» **PROBLEM**
The listing should be printed again without a single change.

» **DATA RECORDS**
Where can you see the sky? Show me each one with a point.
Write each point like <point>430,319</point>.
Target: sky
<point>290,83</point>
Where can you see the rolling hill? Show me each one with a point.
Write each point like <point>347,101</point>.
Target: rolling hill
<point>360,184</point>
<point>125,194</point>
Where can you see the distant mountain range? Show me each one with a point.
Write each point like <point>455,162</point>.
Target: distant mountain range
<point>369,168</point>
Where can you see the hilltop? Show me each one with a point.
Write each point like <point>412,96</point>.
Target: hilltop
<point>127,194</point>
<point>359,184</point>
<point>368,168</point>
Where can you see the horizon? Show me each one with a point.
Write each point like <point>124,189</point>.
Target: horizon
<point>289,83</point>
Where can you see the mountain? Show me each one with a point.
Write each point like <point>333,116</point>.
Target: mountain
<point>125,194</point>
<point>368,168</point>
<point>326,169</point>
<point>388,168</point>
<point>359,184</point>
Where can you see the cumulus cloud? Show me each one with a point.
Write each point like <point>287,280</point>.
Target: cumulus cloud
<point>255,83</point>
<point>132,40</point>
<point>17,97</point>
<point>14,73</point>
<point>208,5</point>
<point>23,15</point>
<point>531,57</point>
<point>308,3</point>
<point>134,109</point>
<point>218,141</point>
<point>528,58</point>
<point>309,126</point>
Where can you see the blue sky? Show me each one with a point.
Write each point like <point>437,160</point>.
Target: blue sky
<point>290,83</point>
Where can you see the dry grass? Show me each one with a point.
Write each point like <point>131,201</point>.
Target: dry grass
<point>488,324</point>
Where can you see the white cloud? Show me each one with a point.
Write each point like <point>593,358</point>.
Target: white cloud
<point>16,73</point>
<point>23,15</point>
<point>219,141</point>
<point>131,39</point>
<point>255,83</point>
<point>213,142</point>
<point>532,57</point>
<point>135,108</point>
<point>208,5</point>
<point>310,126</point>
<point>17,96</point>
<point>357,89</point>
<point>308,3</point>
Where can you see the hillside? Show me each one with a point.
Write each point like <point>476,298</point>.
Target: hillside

» **RESULT OF THE EXERCISE**
Where can you see the sky? Show me each one with a point.
Write each point like <point>430,319</point>.
Target: sky
<point>290,83</point>
Where can you see the rolling hill? Show me each one with a point.
Write each point like <point>347,101</point>.
Target: rolling hill
<point>360,184</point>
<point>125,194</point>
Where can you see the distant mountain range? Show me each one with a point.
Write each point like <point>455,162</point>.
Target: distant mountain range
<point>369,168</point>
Where can you see the hilltop? Show me each one with a point.
Write each point like <point>412,96</point>.
Target: hilltop
<point>127,194</point>
<point>359,184</point>
<point>368,168</point>
Where can you see the horizon? Show me each one with a point.
Write each point like <point>124,189</point>.
Target: horizon
<point>289,83</point>
Where can you see the mountain? Show me each one with a point.
Write each point like <point>333,116</point>.
Target: mountain
<point>125,194</point>
<point>368,168</point>
<point>326,169</point>
<point>388,168</point>
<point>359,184</point>
Where can you see the cumulus cloud? Show me each one with a point.
Write each point like <point>287,280</point>.
Target: cumulus cloud
<point>255,83</point>
<point>132,40</point>
<point>17,97</point>
<point>14,73</point>
<point>208,5</point>
<point>23,15</point>
<point>531,57</point>
<point>308,3</point>
<point>134,109</point>
<point>218,141</point>
<point>528,58</point>
<point>309,126</point>
Where can you see the blue sky? Show me each one with a point.
Write each point like <point>437,160</point>.
Target: blue sky
<point>290,83</point>
Where can you see the dry grass? Show me each one with a point.
Write each point like <point>131,201</point>.
Target: dry grass
<point>488,324</point>
Where can you see the white cloud? Show me each one with a point.
Write each point like <point>593,358</point>.
Target: white cloud
<point>16,73</point>
<point>23,15</point>
<point>219,141</point>
<point>131,39</point>
<point>255,83</point>
<point>213,142</point>
<point>532,57</point>
<point>135,108</point>
<point>208,5</point>
<point>310,126</point>
<point>17,96</point>
<point>357,89</point>
<point>308,3</point>
Where can you see the hillside? Show me each one with a point.
Write each point like <point>476,298</point>.
Target: hillside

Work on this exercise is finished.